Set of tasks:
a – According to the passage on Landwacht Nederland cufftitles, how were members identified before they had uniforms?
b – From the passage on Landwacht Nederland cufftitles, repeat word for word the part starting with "Below are three" and going on through "for the reference.".
c – Extend the passage on Landwacht Nederland cufftitles past its final sentence.

Document excerpt:
Below are three different Dutch made cufftitles for the Landwacht Nederland which was a paramilitary organization in the Netherlands. It consisted of volunteers of mostly NSB members which acted as a auxiliary police force. They did not wear a uniform initially, but were initially identified by a red armband. Later they were issued with uniforms and weapons by the Germans. Their task consisted mainly to guard buildings, check identity cards, and carry out arrests, house searches, and raids.

Later they were issued with Waffen-ss style cufftitles. Unlike the RZM it did not have such high standards and a lot of uncanny variants can be found. Although these below are not specific Waffen-SS issue; some of these variants can also be found in the variation of Landstorm Nederland which in term was a Waffen-SS division and as such important for the reference.

(Location identification items)

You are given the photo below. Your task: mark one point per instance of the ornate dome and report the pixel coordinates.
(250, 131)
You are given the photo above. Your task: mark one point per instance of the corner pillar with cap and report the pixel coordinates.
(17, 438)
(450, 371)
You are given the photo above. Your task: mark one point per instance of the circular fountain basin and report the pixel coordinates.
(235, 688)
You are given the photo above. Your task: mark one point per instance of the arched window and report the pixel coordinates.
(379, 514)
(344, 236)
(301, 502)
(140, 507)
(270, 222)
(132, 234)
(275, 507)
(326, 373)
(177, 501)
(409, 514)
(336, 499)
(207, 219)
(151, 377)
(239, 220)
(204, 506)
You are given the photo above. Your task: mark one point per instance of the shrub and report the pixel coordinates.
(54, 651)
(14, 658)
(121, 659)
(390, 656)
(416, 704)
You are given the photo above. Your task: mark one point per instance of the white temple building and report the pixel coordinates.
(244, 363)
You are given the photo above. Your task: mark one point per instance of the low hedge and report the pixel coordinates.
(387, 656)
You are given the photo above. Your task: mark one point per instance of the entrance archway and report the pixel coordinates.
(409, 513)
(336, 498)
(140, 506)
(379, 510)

The responses:
a – By a red armband.

b –
Below are three different Dutch made cufftitles for the Landwacht Nederland which was a paramilitary organization in the Netherlands. It consisted of volunteers of mostly NSB members which acted as a auxiliary police force. They did not wear a uniform initially, but were initially identified by a red armband. Later they were issued with uniforms and weapons by the Germans. Their task consisted mainly to guard buildings, check identity cards, and carry out arrests, house searches, and raids.

Later they were issued with Waffen-ss style cufftitles. Unlike the RZM it did not have such high standards and a lot of uncanny variants can be found. Although these below are not specific Waffen-SS issue; some of these variants can also be found in the variation of Landstorm Nederland which in term was a Waffen-SS division and as such important for the reference.

c –
Embroidered, chain-stitched and printed (!) cufftitles of the Landwacht Nederland
Embroidered, chain-stitched and printed (!) cufftitles of the Landwacht Nederland

Officers cufftitles

Waffen-SS officers cufftitles come, like the enlisted men examples in many variants. The distinction to the EM/NCO variants is the fact that they are often made with silver thread in the lettering. There are many interesting variants, ranging from RZM to BeVo, BeVo-like and tailor made examples.

RZM embroided bullion officers cufftitle

The RZM embroided cufftitle is typically made like the enlisted mens variant with a sole distinction being the lettering hand embroided in silver thread.

RZM Flatwire cufftitle

Allthough this cufftitle looks a lot like a standard embroided RZM type cufftitle it is actually a machine woven example. These cufftitles are often referred to as flatwire cufftitles. These cufftitles often come with RZM tags so I don’t have a problem referring to it as a RZM Flatwire cufftitle.

Below we have a great closeup which shows the recess around the letters enabling the fine woven flatwire not to bulge the cufftitle.

BeVo-like Flatwire

Another interesting cufftitle is the BeVo-like variant. It is very similar to the BeVo-Like examples but it has silver flatwire lettering.

As like the RZM flatwire variant it has a backing material to protect the fine flatwire weave on the back. Unlike the normal BeVo-like the borders are also made in silver thread.

BeVo Flatwire

Another interesting and as far as I know unique example is this BeVo cufftitle for Landstorm Nederland. Although it looks like a standard BeVo example this one is made with silver thread.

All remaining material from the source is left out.